**ABOUT THIS TASK:** In the text on coping, translate this sentence into Spanish: "A weep can sometimes be hugely therapeutic."

**TEXT SHOWN:**
____

Do you have any Rennies or other indigestion remedies, that can help a lot with the nausea.
I can only tell you what worked for me - mostly counselling, but while I was waiting I
-tried my best to eat and sleep at normal times, drinking water when I remembered. A lot of stuff can be amplified by dehydration/hunger and tiredness. I know you have a little baby which obviously makes it so much harder!
-I stayed away from anything negative. Sad new stories, miserable music, pessimistic people. I only read and watched and listened to upbeat stuff, things that had happy memories or made me smile.
- I tried to relax for at least two minutes a day. Lying down, flat in my back, eyes closed, mind empty, breathing deeply in through the nose and out through the mouth.
-I used a tens machine to boost levels of endorphins in my blood
-I played a lot of ipad games, simple immersive ones that passed the time fast.
-I let myself cry/shout etc be really negative when I needed to' I bottled it all up bcuse i felt i had to pretend to be happy all the time and usually let it out every six months in a big cry/wail fest, but by allowing myself to be sad I got past those feelings pretty quickly. A weep can sometimes be hugely therapeutic.
-I tried to fight the intrusive thoughts a bit. If I felt I HAD to do some thing I would resist as long as I could. I'd nd up doing it usually but I built up my resistance slowly. I called it my common sense stubborn voice and imagined myself sitting on the floor pouting with my arms crossed, shouting 'no!'. I had to reality check with DH a lot e.g
'Did I turn the stove off, I need to go and check?'
'You turned it off'
'No, no I didn't'
'You did. Anyway we would have smelt gas or burning by now, you last cooked three hours ago'
'Are you sure'
'Yes. Besides didn't you get a drink an hour or so ago, did you feel any heat?'
Etc.
I let him help me rationalise it and after a while I started to try and convince myself using his arguments.
Don't know if anything there helps, I still use all these things to cope now, but it so much easier. Last August is when I asked for help and I actually feel 'normal' now, something I never could have imagined before.

____

**EXERCISE DATA:**
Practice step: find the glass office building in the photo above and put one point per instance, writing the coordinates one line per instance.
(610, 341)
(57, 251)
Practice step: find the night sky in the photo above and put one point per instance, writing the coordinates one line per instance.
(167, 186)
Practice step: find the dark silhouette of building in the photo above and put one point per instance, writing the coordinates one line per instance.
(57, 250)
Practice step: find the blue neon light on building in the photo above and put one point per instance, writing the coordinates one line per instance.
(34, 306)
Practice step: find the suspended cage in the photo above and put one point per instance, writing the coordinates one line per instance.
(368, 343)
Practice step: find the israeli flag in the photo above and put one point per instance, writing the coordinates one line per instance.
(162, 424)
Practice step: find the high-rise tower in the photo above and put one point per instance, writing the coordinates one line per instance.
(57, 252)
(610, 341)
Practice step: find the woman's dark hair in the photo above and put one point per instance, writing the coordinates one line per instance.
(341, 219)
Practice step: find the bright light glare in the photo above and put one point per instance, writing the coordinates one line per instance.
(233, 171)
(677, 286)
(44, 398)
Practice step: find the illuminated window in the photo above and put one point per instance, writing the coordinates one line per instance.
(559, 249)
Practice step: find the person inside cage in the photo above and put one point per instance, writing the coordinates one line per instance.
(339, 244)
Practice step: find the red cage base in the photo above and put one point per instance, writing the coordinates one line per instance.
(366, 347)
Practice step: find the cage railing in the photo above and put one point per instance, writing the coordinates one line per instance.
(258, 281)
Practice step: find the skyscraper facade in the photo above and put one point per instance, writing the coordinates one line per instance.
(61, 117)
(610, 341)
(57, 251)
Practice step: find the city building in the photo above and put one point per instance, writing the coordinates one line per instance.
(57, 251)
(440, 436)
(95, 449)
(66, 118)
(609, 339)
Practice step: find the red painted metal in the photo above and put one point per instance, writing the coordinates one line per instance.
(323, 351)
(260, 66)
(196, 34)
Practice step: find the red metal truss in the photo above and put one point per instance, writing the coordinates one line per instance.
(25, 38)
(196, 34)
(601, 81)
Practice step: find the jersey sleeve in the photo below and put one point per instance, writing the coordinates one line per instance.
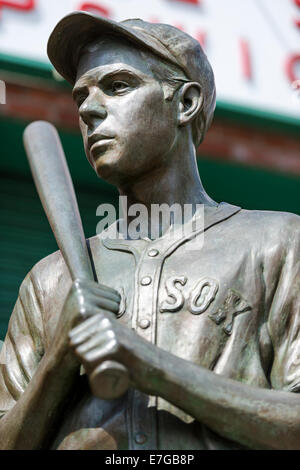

____

**SOLUTION TO THIS EXERCISE:** Un buen llanto a veces puede ser enormemente terapéutico.